Extrait de la page:
********
Malgré une majorité d'Etats-membres en sa faveur, le Kosovo manque de peu son entrée à l'UNESCO. Un revers sur le chemin de sa reconnaissance internationale, à laquelle s'opposent des pays d'horizons très divers.
Manqué. 92 pays pour ; 50 contre ; 29 abstentions : l’adhésion du Kosovo à l’UNESCO est repoussée. L’assentiment des deux tiers des pays membres de l’organisation culturelle onusienne basée à Paris était requis. Il y manque trois voix. C’est peu en nombre mais bien un échec pour le Kosovo. C’est aussi un revers pour les pays occidentaux qui, contre les réticences d’une partie de la fameuse « communauté internationale », oeuvrent depuis près de vingt ans à sa légitimation.
********
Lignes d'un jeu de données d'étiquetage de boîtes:

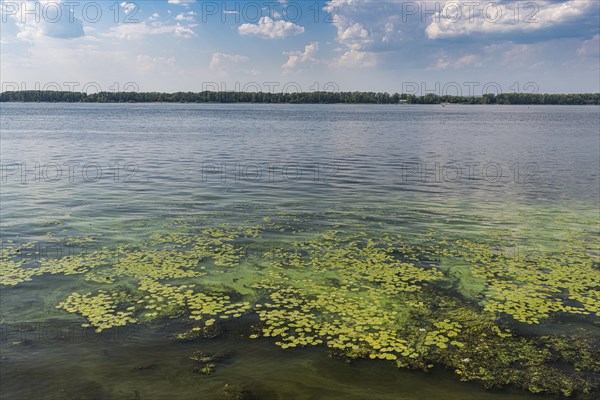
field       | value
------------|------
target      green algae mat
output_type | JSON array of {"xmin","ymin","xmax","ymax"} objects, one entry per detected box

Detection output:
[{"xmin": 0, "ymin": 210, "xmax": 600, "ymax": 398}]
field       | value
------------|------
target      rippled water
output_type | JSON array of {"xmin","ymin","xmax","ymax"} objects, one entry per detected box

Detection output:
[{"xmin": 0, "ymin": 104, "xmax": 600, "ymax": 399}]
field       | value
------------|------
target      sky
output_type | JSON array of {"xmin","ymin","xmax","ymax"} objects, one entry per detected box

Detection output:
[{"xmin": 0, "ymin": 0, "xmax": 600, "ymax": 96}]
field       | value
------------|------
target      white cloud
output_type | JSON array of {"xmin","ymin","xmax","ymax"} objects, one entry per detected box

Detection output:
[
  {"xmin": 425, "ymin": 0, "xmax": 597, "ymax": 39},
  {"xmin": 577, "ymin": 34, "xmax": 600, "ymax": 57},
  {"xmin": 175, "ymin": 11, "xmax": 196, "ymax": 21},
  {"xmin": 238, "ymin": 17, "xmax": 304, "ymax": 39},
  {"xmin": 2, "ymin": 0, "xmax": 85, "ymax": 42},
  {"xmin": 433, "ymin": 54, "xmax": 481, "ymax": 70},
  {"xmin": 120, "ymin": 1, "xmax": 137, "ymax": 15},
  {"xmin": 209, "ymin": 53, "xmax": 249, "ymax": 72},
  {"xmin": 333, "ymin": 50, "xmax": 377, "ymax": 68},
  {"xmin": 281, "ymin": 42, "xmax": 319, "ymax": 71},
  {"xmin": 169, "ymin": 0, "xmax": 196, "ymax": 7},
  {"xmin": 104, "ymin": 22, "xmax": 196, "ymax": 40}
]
********
Questions à traiter:
a. Quels sont tous les résultats chiffrés du vote sur l'adhésion du Kosovo à l'UNESCO donnés dans l'extrait ?
b. Renvoie le passage de l'extrait allant de « Malgré une majorité » jusqu'à « à sa légitimation. », sans rien y changer.

Corrigé:
a. 92 pays pour, 50 contre et 29 abstentions.

b.
Malgré une majorité d'Etats-membres en sa faveur, le Kosovo manque de peu son entrée à l'UNESCO. Un revers sur le chemin de sa reconnaissance internationale, à laquelle s'opposent des pays d'horizons très divers.
Manqué. 92 pays pour ; 50 contre ; 29 abstentions : l’adhésion du Kosovo à l’UNESCO est repoussée. L’assentiment des deux tiers des pays membres de l’organisation culturelle onusienne basée à Paris était requis. Il y manque trois voix. C’est peu en nombre mais bien un échec pour le Kosovo. C’est aussi un revers pour les pays occidentaux qui, contre les réticences d’une partie de la fameuse « communauté internationale », oeuvrent depuis près de vingt ans à sa légitimation.